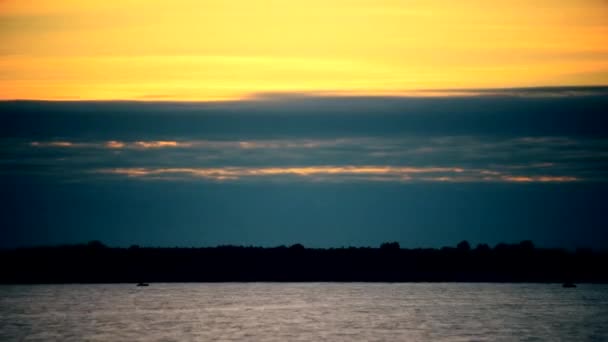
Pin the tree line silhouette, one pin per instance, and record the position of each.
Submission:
(96, 263)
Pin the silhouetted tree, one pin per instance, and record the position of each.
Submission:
(464, 246)
(390, 246)
(297, 247)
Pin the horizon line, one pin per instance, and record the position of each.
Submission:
(422, 93)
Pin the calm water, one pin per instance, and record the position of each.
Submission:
(305, 312)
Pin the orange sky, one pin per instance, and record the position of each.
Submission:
(219, 49)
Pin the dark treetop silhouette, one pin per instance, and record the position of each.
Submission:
(94, 262)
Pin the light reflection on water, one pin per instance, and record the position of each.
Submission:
(304, 312)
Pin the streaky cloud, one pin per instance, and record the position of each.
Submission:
(370, 173)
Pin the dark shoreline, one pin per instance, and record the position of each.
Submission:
(505, 263)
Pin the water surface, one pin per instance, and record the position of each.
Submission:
(304, 312)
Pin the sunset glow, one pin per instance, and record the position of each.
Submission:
(217, 50)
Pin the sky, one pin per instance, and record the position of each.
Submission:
(326, 123)
(224, 50)
(322, 171)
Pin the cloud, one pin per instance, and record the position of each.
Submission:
(369, 173)
(160, 144)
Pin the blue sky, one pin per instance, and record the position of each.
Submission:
(486, 166)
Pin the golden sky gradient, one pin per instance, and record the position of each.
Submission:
(229, 49)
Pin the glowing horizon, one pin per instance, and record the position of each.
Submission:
(217, 50)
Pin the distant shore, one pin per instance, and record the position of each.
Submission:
(97, 263)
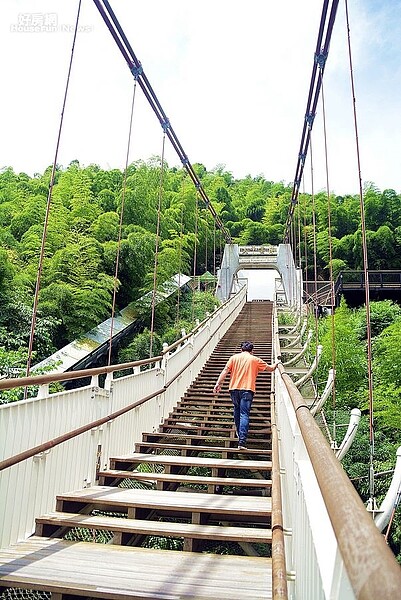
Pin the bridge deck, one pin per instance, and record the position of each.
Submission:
(202, 494)
(109, 571)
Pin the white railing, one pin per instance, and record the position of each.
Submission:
(311, 547)
(29, 488)
(333, 548)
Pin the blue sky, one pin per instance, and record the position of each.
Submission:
(232, 77)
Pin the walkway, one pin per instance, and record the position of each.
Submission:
(187, 485)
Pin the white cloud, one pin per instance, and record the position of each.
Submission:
□ □ □ □ □ □ □
● Короткое задание
Измените участок данных от строки с «Pin the golden» до самого конца данных включительно: замените «walkway» на «footpath» и больше ничего не трогайте. Картинки в ответ не включайте.

● Результат задания
Pin the golden sky gradient, one pin per instance, and record the position of each.
Submission:
(229, 49)
Pin the glowing horizon, one pin per instance, and record the position of each.
Submission:
(217, 50)
Pin the distant shore, one pin per instance, and record the position of each.
Submission:
(97, 263)
Pin the bridge deck, one pin per instance, and record the position of each.
Submission:
(202, 494)
(109, 571)
Pin the white railing, one pin per instance, and record the position of each.
Submission:
(311, 547)
(29, 488)
(333, 548)
Pin the blue sky, one pin per instance, and record the position of each.
Submission:
(232, 77)
Pin the footpath, one pin per instance, and record the position of each.
Submission:
(187, 485)
Pin the white cloud, one pin per instance, and record the position of each.
Submission:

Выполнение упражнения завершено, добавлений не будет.